__AIM OF THE EXERCISE__
Rewrite every line of the data below as a JSON list of strings, with one string per line and no entries for blank lines.

__DATASET RECORDS__
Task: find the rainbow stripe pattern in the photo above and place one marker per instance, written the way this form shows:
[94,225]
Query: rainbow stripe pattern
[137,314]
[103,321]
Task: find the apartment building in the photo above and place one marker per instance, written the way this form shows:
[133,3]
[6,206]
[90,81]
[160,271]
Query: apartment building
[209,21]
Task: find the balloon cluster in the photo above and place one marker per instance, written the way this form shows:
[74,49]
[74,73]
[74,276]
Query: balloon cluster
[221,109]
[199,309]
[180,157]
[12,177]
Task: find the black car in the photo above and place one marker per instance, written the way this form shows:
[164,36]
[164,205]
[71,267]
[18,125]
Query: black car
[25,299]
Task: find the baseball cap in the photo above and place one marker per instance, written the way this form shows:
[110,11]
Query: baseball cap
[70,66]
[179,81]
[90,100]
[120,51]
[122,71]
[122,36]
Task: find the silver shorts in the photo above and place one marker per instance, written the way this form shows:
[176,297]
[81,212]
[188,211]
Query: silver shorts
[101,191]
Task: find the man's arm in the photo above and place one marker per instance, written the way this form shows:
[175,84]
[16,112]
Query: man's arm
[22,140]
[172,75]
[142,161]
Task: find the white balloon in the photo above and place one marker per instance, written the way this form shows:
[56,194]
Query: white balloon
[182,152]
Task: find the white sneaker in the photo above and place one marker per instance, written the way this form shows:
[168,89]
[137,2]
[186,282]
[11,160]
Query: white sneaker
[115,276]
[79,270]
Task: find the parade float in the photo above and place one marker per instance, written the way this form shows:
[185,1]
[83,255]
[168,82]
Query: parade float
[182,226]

__SOLUTION TO THIS EXERCISE__
[
  "Task: find the rainbow stripe pattern in the photo above and place one marker per instance, written the way this form shows:",
  "[94,225]",
  "Query: rainbow stripe pattern",
  "[137,314]",
  "[103,321]",
  "Task: find the apartment building in the photo above and place one marker per instance, written the way this form shows:",
  "[133,3]",
  "[6,206]",
  "[90,81]",
  "[160,271]",
  "Query: apartment building",
  "[209,21]",
  "Task: find the balloon cluster in the photo above and place one marker per instance, written the way this form shows:",
  "[74,49]",
  "[74,73]",
  "[74,276]",
  "Query: balloon cluster",
  "[221,109]",
  "[199,309]",
  "[180,157]",
  "[12,177]",
  "Task: find the black car in the photo above and place one marker per instance, written the way this form shows:",
  "[164,36]",
  "[164,205]",
  "[71,267]",
  "[18,125]",
  "Query: black car",
  "[25,299]",
  "Task: find the baseball cap in the photo above and place one marker per instance, written the way this form shows:",
  "[110,11]",
  "Query: baseball cap",
  "[70,66]",
  "[179,81]",
  "[90,100]",
  "[120,51]",
  "[122,71]",
  "[122,36]",
  "Task: find the silver shorts in the photo above and place one marker per instance, written the way this form shows:",
  "[176,297]",
  "[81,212]",
  "[188,211]",
  "Query: silver shorts",
  "[101,191]",
  "Task: find the man's arm in the photo above and place one marker per instance, written the way this form shows:",
  "[175,84]",
  "[16,112]",
  "Query: man's arm",
  "[22,140]",
  "[172,75]",
  "[142,161]",
  "Task: find the white balloon in the photo above and place one marker per instance, written the way this form shows:",
  "[56,194]",
  "Query: white balloon",
  "[182,152]",
  "Task: find the white sneaker in the photo above and place one marker per instance, written the way this form shows:",
  "[168,89]",
  "[137,2]",
  "[186,282]",
  "[11,160]",
  "Query: white sneaker",
  "[115,276]",
  "[79,270]",
  "Task: find the parade float in the photo above and place one marker per instance, written the way this form shows:",
  "[185,1]",
  "[83,255]",
  "[168,82]",
  "Query: parade float",
  "[182,226]"
]